EXERCISE - Write out the part of the market-and-Recaș account between "Earlier starts are" and "at some stage.", inclusive.

EXTRACT -
* * * * * * *

Earlier starts are good for me. This morning I had a one-hour lesson from eight, then cycled to the local produce market where I bought a sack of potatoes, cheese (cow’s this time), some spinach and some spring onions. I heard a stallholder say “crumpir”, a regional word for “potato”: it comes from the Serbian “krompir”. As usual at this time of year there were bags of stinging nettles for sale; I should probably try cooking with them at some stage.
After I got back from the market I took my car for a spin because I was free of lessons until 2:30. What’s great about Timișoara (among many other things) is that when you’re out of the city, you’re properly out of it, so I drove to Recaș, 25 minutes down the road. Famous for its winery, it’s easy to get to from my side of the city. When I arrived at eleven, I found a town brimming with life and bathed in sunshine. It was lovely just to sit for a few minutes on a bench in the small central park where the trees were in pink blossom and the birds were chirruping away. There was a small indoor market and a popular outdoor stall selling mici and chips. Most of the folk were older; a fair few of them were gypsies. I’d only been to Recaș once before, back in 2017, to pick up wine with one of my students. After a quick look round the place I went to the winery outlet (in a more modern building now) and got five litres of medium dry white wine from the tap for NZ$18 or just under £9, then came home. On the way back I saw a Wizz Air plane come in to land – probably the one I’ll be coming in on two weeks tomorrow. Though it was a chilly start to the day and the temperature barely made it into the teens, there’s hardly been a cloud in the sky.

* * * * * * *

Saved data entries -
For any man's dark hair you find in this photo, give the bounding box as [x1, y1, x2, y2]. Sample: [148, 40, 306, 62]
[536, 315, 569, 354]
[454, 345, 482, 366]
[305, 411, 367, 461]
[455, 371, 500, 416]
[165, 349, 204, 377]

* * * * * * *

TASK OUTPUT -
Earlier starts are good for me. This morning I had a one-hour lesson from eight, then cycled to the local produce market where I bought a sack of potatoes, cheese (cow’s this time), some spinach and some spring onions. I heard a stallholder say “crumpir”, a regional word for “potato”: it comes from the Serbian “krompir”. As usual at this time of year there were bags of stinging nettles for sale; I should probably try cooking with them at some stage.